◆ REQUIRED TASK ◆
Output the entries below exactly as written, omitting pictures.

◆ THE DATA ◆
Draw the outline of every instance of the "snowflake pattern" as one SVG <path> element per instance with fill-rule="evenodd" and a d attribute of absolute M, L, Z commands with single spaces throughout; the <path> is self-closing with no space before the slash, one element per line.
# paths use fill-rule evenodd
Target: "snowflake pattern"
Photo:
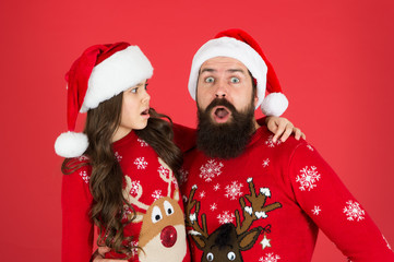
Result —
<path fill-rule="evenodd" d="M 80 162 L 88 160 L 88 157 L 86 155 L 82 155 L 77 158 Z"/>
<path fill-rule="evenodd" d="M 132 258 L 134 258 L 134 260 L 136 260 L 136 255 L 138 255 L 138 247 L 139 247 L 139 241 L 130 241 L 130 247 L 131 247 L 131 255 Z"/>
<path fill-rule="evenodd" d="M 279 145 L 282 144 L 282 141 L 280 140 L 276 140 L 276 142 L 274 142 L 272 139 L 274 138 L 273 134 L 271 134 L 266 141 L 265 141 L 265 144 L 268 146 L 268 147 L 275 147 L 276 145 Z"/>
<path fill-rule="evenodd" d="M 383 235 L 382 235 L 382 237 L 383 237 L 385 243 L 387 245 L 387 248 L 389 248 L 390 250 L 392 250 L 392 249 L 391 249 L 391 246 L 390 246 L 390 243 L 389 243 L 389 241 L 387 241 L 387 239 L 385 239 L 385 237 L 384 237 Z"/>
<path fill-rule="evenodd" d="M 238 181 L 232 181 L 230 184 L 227 184 L 225 190 L 225 196 L 230 200 L 237 200 L 238 196 L 242 195 L 241 188 L 243 187 L 242 183 L 239 183 Z"/>
<path fill-rule="evenodd" d="M 135 196 L 139 193 L 140 187 L 141 187 L 140 181 L 131 181 L 131 183 L 130 183 L 130 194 Z"/>
<path fill-rule="evenodd" d="M 145 140 L 142 140 L 142 139 L 136 139 L 136 141 L 139 141 L 139 142 L 140 142 L 141 147 L 148 146 L 148 144 L 145 142 Z"/>
<path fill-rule="evenodd" d="M 130 210 L 129 205 L 123 205 L 123 217 L 122 217 L 122 219 L 124 222 L 127 222 L 129 215 L 131 215 L 131 214 L 132 214 L 132 211 Z"/>
<path fill-rule="evenodd" d="M 205 165 L 200 167 L 200 178 L 203 178 L 205 182 L 211 182 L 213 178 L 222 174 L 223 164 L 216 163 L 214 159 L 208 160 Z"/>
<path fill-rule="evenodd" d="M 86 171 L 80 171 L 80 176 L 85 181 L 85 183 L 88 183 L 88 181 L 91 180 L 91 177 L 87 176 Z"/>
<path fill-rule="evenodd" d="M 296 178 L 296 182 L 300 183 L 299 189 L 301 191 L 306 191 L 307 189 L 308 191 L 311 191 L 312 189 L 314 189 L 317 187 L 317 182 L 320 180 L 321 177 L 320 174 L 317 171 L 317 167 L 306 166 L 300 170 L 300 176 L 297 176 Z"/>
<path fill-rule="evenodd" d="M 270 165 L 270 159 L 268 158 L 263 160 L 263 167 L 267 167 L 268 165 Z"/>
<path fill-rule="evenodd" d="M 158 199 L 162 199 L 163 195 L 162 195 L 162 190 L 155 190 L 153 193 L 152 193 L 152 198 L 156 201 Z"/>
<path fill-rule="evenodd" d="M 162 175 L 162 176 L 165 176 L 166 179 L 169 179 L 171 174 L 170 174 L 170 170 L 168 170 L 167 168 L 165 168 L 164 166 L 159 166 L 157 171 Z M 175 177 L 172 177 L 172 181 L 171 181 L 176 188 L 178 188 L 178 182 L 177 182 L 177 179 Z"/>
<path fill-rule="evenodd" d="M 232 223 L 234 218 L 235 218 L 235 215 L 232 213 L 229 214 L 228 211 L 225 211 L 217 216 L 217 219 L 219 219 L 220 224 Z"/>
<path fill-rule="evenodd" d="M 346 206 L 344 207 L 344 213 L 347 216 L 348 221 L 362 221 L 366 212 L 360 207 L 360 204 L 357 202 L 353 202 L 351 200 L 346 202 Z"/>
<path fill-rule="evenodd" d="M 115 157 L 117 158 L 118 162 L 120 162 L 123 158 L 121 155 L 119 155 L 118 152 L 115 152 Z"/>
<path fill-rule="evenodd" d="M 307 145 L 308 150 L 313 151 L 313 147 L 311 145 Z"/>
<path fill-rule="evenodd" d="M 205 191 L 200 192 L 199 196 L 200 196 L 200 199 L 205 198 Z"/>
<path fill-rule="evenodd" d="M 136 166 L 138 169 L 145 169 L 147 166 L 147 162 L 145 162 L 145 157 L 138 157 L 134 160 L 134 165 Z"/>
<path fill-rule="evenodd" d="M 274 253 L 267 253 L 265 257 L 260 258 L 260 262 L 277 262 L 280 259 L 279 255 Z"/>
<path fill-rule="evenodd" d="M 180 181 L 180 183 L 182 184 L 182 183 L 187 182 L 188 177 L 189 177 L 189 171 L 181 168 L 179 170 L 179 181 Z"/>
<path fill-rule="evenodd" d="M 319 206 L 319 205 L 315 205 L 314 209 L 312 210 L 312 214 L 313 214 L 313 215 L 319 215 L 321 211 L 322 211 L 322 210 L 320 209 L 320 206 Z"/>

◆ CORRECT RESULT ◆
Draw the outline of every instance of the "snowflake pattern" as one SVG <path> element per instance with fill-rule="evenodd" and a d attribute of absolute M, L, Z commands with single spaces throughout; the <path> is self-closing with no space before the slash, one element per line.
# paths use fill-rule evenodd
Target: "snowflake pattern"
Photo:
Result —
<path fill-rule="evenodd" d="M 80 162 L 88 160 L 88 157 L 86 155 L 82 155 L 77 158 Z"/>
<path fill-rule="evenodd" d="M 132 258 L 134 258 L 134 260 L 136 260 L 136 255 L 138 255 L 138 247 L 139 247 L 139 241 L 130 241 L 130 247 L 131 247 L 131 255 Z"/>
<path fill-rule="evenodd" d="M 279 145 L 282 144 L 282 141 L 280 140 L 276 140 L 276 142 L 274 142 L 272 139 L 274 138 L 273 134 L 271 134 L 266 141 L 265 141 L 265 144 L 268 146 L 268 147 L 275 147 L 276 145 Z"/>
<path fill-rule="evenodd" d="M 383 235 L 382 235 L 382 237 L 383 237 L 385 243 L 387 245 L 387 248 L 389 248 L 390 250 L 392 250 L 392 249 L 391 249 L 391 246 L 390 246 L 390 243 L 389 243 L 389 241 L 387 241 L 387 239 L 385 239 L 385 237 L 384 237 Z"/>
<path fill-rule="evenodd" d="M 238 181 L 232 181 L 230 184 L 227 184 L 225 190 L 225 196 L 230 200 L 237 200 L 238 196 L 242 195 L 241 188 L 243 187 L 242 183 L 239 183 Z"/>
<path fill-rule="evenodd" d="M 135 196 L 139 193 L 140 187 L 141 187 L 140 181 L 131 181 L 131 183 L 130 183 L 130 194 Z"/>
<path fill-rule="evenodd" d="M 145 140 L 142 140 L 142 139 L 136 139 L 136 141 L 139 141 L 139 142 L 140 142 L 141 147 L 148 146 L 148 144 L 145 142 Z"/>
<path fill-rule="evenodd" d="M 130 210 L 129 205 L 123 205 L 123 217 L 122 217 L 122 219 L 124 222 L 127 222 L 129 215 L 131 215 L 131 214 L 132 214 L 132 211 Z"/>
<path fill-rule="evenodd" d="M 205 165 L 200 167 L 200 178 L 203 178 L 205 182 L 211 182 L 213 178 L 222 174 L 223 164 L 216 163 L 214 159 L 208 160 Z"/>
<path fill-rule="evenodd" d="M 86 171 L 80 171 L 80 176 L 85 181 L 85 183 L 88 183 L 88 181 L 91 180 L 91 177 L 87 176 Z"/>
<path fill-rule="evenodd" d="M 296 178 L 296 182 L 300 183 L 299 189 L 301 191 L 306 191 L 307 189 L 308 191 L 311 191 L 312 189 L 314 189 L 317 187 L 317 182 L 320 180 L 321 177 L 320 174 L 317 171 L 317 167 L 306 166 L 300 170 L 300 176 L 297 176 Z"/>
<path fill-rule="evenodd" d="M 270 165 L 270 159 L 268 158 L 263 160 L 263 167 L 267 167 L 268 165 Z"/>
<path fill-rule="evenodd" d="M 158 199 L 162 199 L 163 195 L 162 195 L 162 190 L 155 190 L 153 193 L 152 193 L 152 198 L 156 201 Z"/>
<path fill-rule="evenodd" d="M 162 175 L 162 176 L 165 176 L 166 179 L 169 179 L 171 174 L 170 174 L 170 170 L 168 170 L 167 168 L 165 168 L 164 166 L 159 166 L 157 171 Z M 175 177 L 172 177 L 172 181 L 171 181 L 176 188 L 178 188 L 178 182 L 177 182 L 177 179 Z"/>
<path fill-rule="evenodd" d="M 232 223 L 234 218 L 235 218 L 235 215 L 232 213 L 229 214 L 228 211 L 225 211 L 217 216 L 217 219 L 219 219 L 220 224 Z"/>
<path fill-rule="evenodd" d="M 346 206 L 344 207 L 344 213 L 347 216 L 348 221 L 362 221 L 366 212 L 360 207 L 360 204 L 357 202 L 353 202 L 351 200 L 346 202 Z"/>
<path fill-rule="evenodd" d="M 115 157 L 117 158 L 118 162 L 120 162 L 123 158 L 121 155 L 119 155 L 118 152 L 115 152 Z"/>
<path fill-rule="evenodd" d="M 307 145 L 308 150 L 313 151 L 313 147 L 311 145 Z"/>
<path fill-rule="evenodd" d="M 205 191 L 200 192 L 199 196 L 200 196 L 200 199 L 205 198 Z"/>
<path fill-rule="evenodd" d="M 136 166 L 138 169 L 145 169 L 147 166 L 147 162 L 145 162 L 145 157 L 138 157 L 134 160 L 134 165 Z"/>
<path fill-rule="evenodd" d="M 274 253 L 267 253 L 265 257 L 260 258 L 260 262 L 277 262 L 280 259 L 279 255 Z"/>
<path fill-rule="evenodd" d="M 180 181 L 180 183 L 182 184 L 182 183 L 187 182 L 188 177 L 189 177 L 189 171 L 181 168 L 179 170 L 179 181 Z"/>
<path fill-rule="evenodd" d="M 319 206 L 319 205 L 315 205 L 314 209 L 312 210 L 312 214 L 313 214 L 313 215 L 319 215 L 321 211 L 322 211 L 322 210 L 320 209 L 320 206 Z"/>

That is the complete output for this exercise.